Provided text:

== Segment start ==

No one -- not Grob or members of the Multidisciplinary Association for Psychedelic Research, which is leading an effort to legalize Ecstasy for medicinal purposes -- would dare say this directly, for fear of coming off like New Age druggies. That has been left to ravers who argue dancing on Ecstasy is their gateway to what the wider culture lacks.
"In a society in which there is little connection and in which family connections have broken down, we're looking for connections!" trumpeted Dustianne North, a PhD candidate in social welfare at UCLA, who made a rousing case for the rave scene at the conference. North went on to compare the "tribal," "healing" atmosphere of her subculture to the "numbing consumerism" and competitiveness of the mainstream. The audience -- of drug reformers, researchers, ravers and social workers -- responded to North's words with a blast of applause.
Certainly North and the millions of people who are experimenting with Ecstasy are just the latest example of a drug counterculture that has existed since the 1960s. But what is interesting is how many of them have integrated Ecstasy use into a rhetoric of self-healing. What is even stranger is that Ecstasy's popularity has run neck-in-neck with the rise of a new class of user-friendly antidepressants, the Selective Serotonin Reuptake Inhibitors (SSRIs), which one out of 8 Americans has tried, according to a 2000 ABC news poll.
Together, what these two drug phenomena, one illegal, the other legal, seem to indicate is that Americans are getting used to the idea of finding happiness in a pill. Dr. Peter Kramer, author of the bestselling Listening to Prozac, calls this "cosmetic pharmacology." But among social critics, there is heated discussion about whether Americans are sadder than they used to be or have just become intolerant to suffering.
In his book Life the Movie, cultural critic Neal Gabler has argued that Americans are indeed more depressed now than 50 years ago because they are inundated with Hollywood and soap opera narratives and, in comparison, their lives seem empty and dull. Likewise, Harvard scholar Robert Putnam has argued that widespread malaise is a function of widespread community breakdown. In an e-mail exchange published by Salon.com novelists Rick Moody and Mary Gaitskill concluded, simply, that it is "un-American to be sad."
"This surely comes from the notion that capitalism can quench our thirst with the application of a product ... sadness is simply something to be treated with antidepressant meds and otherwise need not be spoken of," wrote Moody. In response, Gaitskill wrote: "[P]eople will always want to avoid pain, to avoid those who are in pain, and so will be vulnerable to anyone or anything that seems to promise permanent avoidance."
Whether or not Americans have become sadder in the postwar era will remain disputed for generations to come. But what sociologists will certainly hone in on is how, 30-odd years after the launch of the personal growth movement, self-healing has shifted from shrinks and gurus to a variety of sorrow-eradication pills. Yet the use of Ecstasy will likely raise more eyebrows than the SSRIs, since the drug not only temporarily squashes sorrow but, for some, helps to get at its root causes.
As Ann Shulgin, the wife and fellow guinea pig of Ecstasy's rediscover, put it: "MDMA gives you a change of perspective. What you tend to see through is the thing you take for granted. If it is a relationship, then that's what you see through. If it is the culture, then you might understand the degree to which you have been brainwashed."

== Segment end ==

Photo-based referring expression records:
== Segment start ==

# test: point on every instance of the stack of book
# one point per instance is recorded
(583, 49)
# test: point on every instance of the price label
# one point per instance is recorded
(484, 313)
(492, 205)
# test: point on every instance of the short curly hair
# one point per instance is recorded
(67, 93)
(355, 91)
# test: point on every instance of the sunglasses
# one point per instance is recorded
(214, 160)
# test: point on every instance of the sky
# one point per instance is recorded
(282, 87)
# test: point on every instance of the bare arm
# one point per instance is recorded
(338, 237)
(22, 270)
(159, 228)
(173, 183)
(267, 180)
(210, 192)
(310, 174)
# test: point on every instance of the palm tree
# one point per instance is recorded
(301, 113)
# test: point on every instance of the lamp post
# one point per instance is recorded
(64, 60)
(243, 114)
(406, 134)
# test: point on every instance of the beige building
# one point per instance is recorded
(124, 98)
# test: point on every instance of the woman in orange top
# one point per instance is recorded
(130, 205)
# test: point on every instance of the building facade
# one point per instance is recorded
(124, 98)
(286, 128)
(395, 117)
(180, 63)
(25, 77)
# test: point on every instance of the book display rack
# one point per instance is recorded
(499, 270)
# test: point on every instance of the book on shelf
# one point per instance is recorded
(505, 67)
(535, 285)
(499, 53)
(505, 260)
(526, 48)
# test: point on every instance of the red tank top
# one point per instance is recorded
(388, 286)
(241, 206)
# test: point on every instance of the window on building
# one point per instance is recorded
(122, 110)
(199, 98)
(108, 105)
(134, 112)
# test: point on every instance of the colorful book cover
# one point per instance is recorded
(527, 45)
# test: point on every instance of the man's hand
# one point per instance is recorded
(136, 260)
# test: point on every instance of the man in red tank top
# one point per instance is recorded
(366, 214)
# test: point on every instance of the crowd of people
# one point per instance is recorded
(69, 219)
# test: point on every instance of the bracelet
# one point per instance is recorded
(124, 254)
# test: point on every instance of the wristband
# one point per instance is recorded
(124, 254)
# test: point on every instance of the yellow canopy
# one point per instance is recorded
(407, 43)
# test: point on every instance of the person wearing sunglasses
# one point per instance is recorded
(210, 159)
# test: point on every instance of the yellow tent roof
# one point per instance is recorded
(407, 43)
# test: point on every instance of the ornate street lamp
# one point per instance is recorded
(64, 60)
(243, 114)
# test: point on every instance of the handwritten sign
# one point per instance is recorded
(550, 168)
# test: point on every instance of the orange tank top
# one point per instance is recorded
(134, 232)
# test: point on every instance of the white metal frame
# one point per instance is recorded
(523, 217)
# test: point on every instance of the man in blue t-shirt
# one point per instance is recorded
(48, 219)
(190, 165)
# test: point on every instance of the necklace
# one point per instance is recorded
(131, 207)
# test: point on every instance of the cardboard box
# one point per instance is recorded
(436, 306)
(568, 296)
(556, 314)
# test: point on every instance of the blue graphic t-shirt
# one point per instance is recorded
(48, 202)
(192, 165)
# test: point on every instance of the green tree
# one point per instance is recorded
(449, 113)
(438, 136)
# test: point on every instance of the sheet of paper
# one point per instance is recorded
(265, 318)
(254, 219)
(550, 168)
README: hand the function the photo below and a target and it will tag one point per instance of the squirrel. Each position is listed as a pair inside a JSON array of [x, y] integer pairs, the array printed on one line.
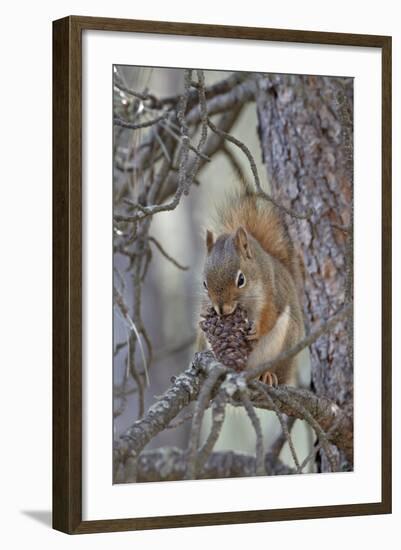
[[252, 261]]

== Segment end ==

What to work on:
[a] In the Ecstasy article, what term does Dr. Peter Kramer use for Americans getting used to finding happiness in a pill?
[b] Rewrite the paragraph of the Ecstasy article that begins "In his book Life the Movie" as a short bulleted list, keeping its main facts.

Solutions to the exercise:
[a] Cosmetic pharmacology.

[b]
- Neal Gabler, a cultural critic, argues in his book Life the Movie that Americans are more depressed than 50 years ago. Hollywood and soap opera narratives make their own lives seem empty and dull by comparison.
- Harvard scholar Robert Putnam argues that widespread malaise comes from widespread community breakdown.
- In an e-mail exchange published by Salon.com, novelists Rick Moody and Mary Gaitskill concluded that it is "un-American to be sad."